## BRIEF
Every entry, from the first to the last, should be written out exactly.

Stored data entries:
Segment Open

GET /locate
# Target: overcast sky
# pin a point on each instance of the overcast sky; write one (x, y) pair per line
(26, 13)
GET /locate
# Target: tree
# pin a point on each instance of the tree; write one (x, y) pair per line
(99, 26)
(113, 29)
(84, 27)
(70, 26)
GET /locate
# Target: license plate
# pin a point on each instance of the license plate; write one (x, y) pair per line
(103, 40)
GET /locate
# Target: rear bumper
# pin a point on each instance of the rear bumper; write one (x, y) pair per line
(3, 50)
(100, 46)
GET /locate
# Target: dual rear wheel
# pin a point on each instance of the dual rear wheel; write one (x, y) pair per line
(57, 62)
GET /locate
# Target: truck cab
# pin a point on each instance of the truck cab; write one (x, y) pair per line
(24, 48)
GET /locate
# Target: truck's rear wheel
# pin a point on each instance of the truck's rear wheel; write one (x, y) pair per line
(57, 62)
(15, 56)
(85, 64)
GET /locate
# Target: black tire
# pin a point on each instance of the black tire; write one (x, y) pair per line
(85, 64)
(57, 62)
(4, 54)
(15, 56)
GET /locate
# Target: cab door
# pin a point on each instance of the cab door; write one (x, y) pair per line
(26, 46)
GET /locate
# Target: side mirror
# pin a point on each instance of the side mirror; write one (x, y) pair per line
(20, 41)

Segment Closed

## YOUR SOLUTION
GET /locate
# Target: overcast sky
# pin a point on each instance of the overcast sky; write one (x, y) pair per line
(26, 13)
GET /locate
# Target: tree
# pin a point on each instance of the tree; write one (x, y) pair per line
(99, 26)
(113, 29)
(84, 27)
(70, 26)
GET /locate
# Target: license plate
# pin a point on each instance of the license plate; write one (x, y) pair per line
(103, 40)
GET /locate
# Target: rear bumper
# pin a point on each instance of the rear bumper; write one (x, y) pair per line
(3, 50)
(100, 46)
GET /locate
# Target: dual rear wheel
# pin a point on each instance of the dual rear wheel; write one (x, y) pair per line
(57, 62)
GET /locate
# Target: truck cab
# pin a point on each instance of the truck cab; write one (x, y) pair per line
(24, 48)
GET /locate
# Target: truck's rear wheel
# pin a point on each instance of the truck's rear wheel; write one (x, y) pair per line
(57, 62)
(15, 56)
(85, 64)
GET /locate
# Target: black tire
# pin a point on each instance of the black tire; write one (x, y) pair per line
(85, 64)
(57, 62)
(4, 54)
(15, 56)
GET /locate
# Target: cab door
# pin a point on each instance of the cab door; write one (x, y) pair per line
(26, 46)
GET /locate
# Target: side mirror
# pin a point on each instance of the side mirror; write one (x, y) pair per line
(20, 41)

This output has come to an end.